• [Dataset excerpts]
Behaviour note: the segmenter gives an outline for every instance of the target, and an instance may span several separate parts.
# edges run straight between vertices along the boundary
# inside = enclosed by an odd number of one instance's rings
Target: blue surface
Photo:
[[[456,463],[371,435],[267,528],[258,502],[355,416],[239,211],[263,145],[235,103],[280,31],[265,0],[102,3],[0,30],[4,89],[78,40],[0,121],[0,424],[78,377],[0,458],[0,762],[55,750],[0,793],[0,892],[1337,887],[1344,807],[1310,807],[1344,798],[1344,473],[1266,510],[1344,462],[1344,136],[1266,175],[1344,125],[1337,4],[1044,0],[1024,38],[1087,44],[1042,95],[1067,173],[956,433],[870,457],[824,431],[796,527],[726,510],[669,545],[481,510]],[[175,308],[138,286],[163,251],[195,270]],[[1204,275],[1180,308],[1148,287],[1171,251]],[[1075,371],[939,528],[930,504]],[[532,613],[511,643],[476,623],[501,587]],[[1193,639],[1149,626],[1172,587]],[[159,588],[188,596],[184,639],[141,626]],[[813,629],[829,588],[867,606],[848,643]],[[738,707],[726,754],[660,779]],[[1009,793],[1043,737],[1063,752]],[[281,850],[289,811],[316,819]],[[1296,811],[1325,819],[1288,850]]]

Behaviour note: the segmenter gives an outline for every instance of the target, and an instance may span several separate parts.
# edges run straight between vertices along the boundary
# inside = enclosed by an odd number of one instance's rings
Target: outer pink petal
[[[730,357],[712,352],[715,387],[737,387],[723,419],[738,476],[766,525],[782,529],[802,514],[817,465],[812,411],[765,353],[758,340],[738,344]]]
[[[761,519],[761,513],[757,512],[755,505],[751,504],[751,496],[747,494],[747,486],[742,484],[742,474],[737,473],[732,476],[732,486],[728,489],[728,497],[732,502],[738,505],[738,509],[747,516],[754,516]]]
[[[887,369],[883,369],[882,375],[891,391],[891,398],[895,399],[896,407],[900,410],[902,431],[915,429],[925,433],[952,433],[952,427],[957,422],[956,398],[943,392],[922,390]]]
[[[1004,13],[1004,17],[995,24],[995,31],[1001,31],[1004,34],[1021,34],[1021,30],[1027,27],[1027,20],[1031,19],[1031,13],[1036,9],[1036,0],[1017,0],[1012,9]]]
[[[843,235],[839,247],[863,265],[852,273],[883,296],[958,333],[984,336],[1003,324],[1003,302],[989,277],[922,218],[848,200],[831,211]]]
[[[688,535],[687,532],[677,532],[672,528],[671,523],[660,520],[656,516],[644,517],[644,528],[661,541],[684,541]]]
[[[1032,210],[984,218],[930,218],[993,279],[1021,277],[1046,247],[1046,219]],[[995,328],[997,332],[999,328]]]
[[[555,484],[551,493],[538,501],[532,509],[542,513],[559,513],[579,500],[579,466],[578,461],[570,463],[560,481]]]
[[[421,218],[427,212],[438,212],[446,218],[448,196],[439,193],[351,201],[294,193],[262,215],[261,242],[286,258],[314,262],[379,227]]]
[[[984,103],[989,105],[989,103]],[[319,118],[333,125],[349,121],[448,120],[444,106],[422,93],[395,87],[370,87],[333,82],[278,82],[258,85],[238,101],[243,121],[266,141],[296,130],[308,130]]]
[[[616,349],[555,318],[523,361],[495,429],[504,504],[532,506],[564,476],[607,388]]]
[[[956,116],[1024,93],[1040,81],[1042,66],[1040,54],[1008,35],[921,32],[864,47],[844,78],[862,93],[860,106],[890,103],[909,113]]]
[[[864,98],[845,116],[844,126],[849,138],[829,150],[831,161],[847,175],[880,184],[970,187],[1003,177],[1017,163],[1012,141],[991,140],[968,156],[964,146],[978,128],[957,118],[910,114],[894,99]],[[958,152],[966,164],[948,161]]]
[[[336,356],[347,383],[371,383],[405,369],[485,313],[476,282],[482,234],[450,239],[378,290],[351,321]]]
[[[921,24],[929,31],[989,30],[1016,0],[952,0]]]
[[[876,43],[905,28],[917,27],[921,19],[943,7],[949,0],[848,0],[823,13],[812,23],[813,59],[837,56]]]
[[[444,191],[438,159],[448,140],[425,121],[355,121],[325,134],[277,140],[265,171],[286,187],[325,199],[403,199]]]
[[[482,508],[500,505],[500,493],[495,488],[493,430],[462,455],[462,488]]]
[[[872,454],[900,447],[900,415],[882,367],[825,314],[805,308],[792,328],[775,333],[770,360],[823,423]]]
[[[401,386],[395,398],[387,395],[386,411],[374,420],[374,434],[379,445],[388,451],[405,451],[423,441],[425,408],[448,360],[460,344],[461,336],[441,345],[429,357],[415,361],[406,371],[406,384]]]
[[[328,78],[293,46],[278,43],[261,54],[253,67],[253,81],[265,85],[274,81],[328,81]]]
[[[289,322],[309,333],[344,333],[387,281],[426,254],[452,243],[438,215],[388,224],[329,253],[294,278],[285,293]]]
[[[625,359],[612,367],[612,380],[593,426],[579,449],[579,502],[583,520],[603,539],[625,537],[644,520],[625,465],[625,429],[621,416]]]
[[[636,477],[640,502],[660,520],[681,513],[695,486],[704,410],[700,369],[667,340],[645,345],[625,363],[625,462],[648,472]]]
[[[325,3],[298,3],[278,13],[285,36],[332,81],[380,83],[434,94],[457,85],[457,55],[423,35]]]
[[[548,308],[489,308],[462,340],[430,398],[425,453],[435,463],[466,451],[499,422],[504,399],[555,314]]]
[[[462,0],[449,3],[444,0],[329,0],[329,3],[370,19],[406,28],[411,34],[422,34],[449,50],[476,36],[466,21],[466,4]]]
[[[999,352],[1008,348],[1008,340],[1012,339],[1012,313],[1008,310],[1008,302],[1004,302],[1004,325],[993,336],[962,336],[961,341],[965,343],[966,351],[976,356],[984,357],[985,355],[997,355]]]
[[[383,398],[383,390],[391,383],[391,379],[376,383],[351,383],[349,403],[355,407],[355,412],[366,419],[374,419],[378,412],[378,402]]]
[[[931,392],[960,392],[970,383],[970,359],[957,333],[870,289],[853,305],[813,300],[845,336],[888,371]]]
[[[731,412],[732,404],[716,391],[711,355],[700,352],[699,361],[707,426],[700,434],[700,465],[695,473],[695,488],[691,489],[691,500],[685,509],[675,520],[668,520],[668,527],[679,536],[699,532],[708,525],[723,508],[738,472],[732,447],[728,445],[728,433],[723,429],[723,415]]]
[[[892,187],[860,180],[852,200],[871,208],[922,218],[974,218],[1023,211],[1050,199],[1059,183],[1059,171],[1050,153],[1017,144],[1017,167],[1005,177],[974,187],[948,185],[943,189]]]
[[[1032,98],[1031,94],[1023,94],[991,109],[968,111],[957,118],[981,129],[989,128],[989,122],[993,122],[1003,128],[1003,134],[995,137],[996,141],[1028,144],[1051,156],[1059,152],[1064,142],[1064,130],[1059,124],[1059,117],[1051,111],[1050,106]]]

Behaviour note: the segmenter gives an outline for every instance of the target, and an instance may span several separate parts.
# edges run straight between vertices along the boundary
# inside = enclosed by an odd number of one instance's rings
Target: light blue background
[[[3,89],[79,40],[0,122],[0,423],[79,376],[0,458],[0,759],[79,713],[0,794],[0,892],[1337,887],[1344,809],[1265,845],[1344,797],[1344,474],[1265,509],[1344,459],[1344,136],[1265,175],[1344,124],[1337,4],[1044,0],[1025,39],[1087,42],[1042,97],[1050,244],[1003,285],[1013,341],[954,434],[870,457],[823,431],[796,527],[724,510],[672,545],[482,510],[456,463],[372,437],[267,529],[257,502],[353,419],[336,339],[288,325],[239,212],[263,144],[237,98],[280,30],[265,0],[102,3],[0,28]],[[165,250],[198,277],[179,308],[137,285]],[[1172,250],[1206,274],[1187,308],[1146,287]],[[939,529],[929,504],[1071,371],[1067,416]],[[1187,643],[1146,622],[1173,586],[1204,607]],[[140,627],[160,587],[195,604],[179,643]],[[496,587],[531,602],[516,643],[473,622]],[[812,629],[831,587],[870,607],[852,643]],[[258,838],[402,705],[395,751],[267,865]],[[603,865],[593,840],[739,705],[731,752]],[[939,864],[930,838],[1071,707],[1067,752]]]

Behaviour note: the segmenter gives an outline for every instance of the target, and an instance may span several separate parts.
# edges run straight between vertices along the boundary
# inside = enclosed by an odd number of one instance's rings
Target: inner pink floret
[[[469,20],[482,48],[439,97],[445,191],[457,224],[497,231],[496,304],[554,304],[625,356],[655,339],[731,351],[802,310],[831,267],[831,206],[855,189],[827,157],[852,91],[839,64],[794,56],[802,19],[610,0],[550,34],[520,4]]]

• [Problem statement] How many lines of the records contain the string "pink"? Give only the number.

• [Solution to this exercise] 2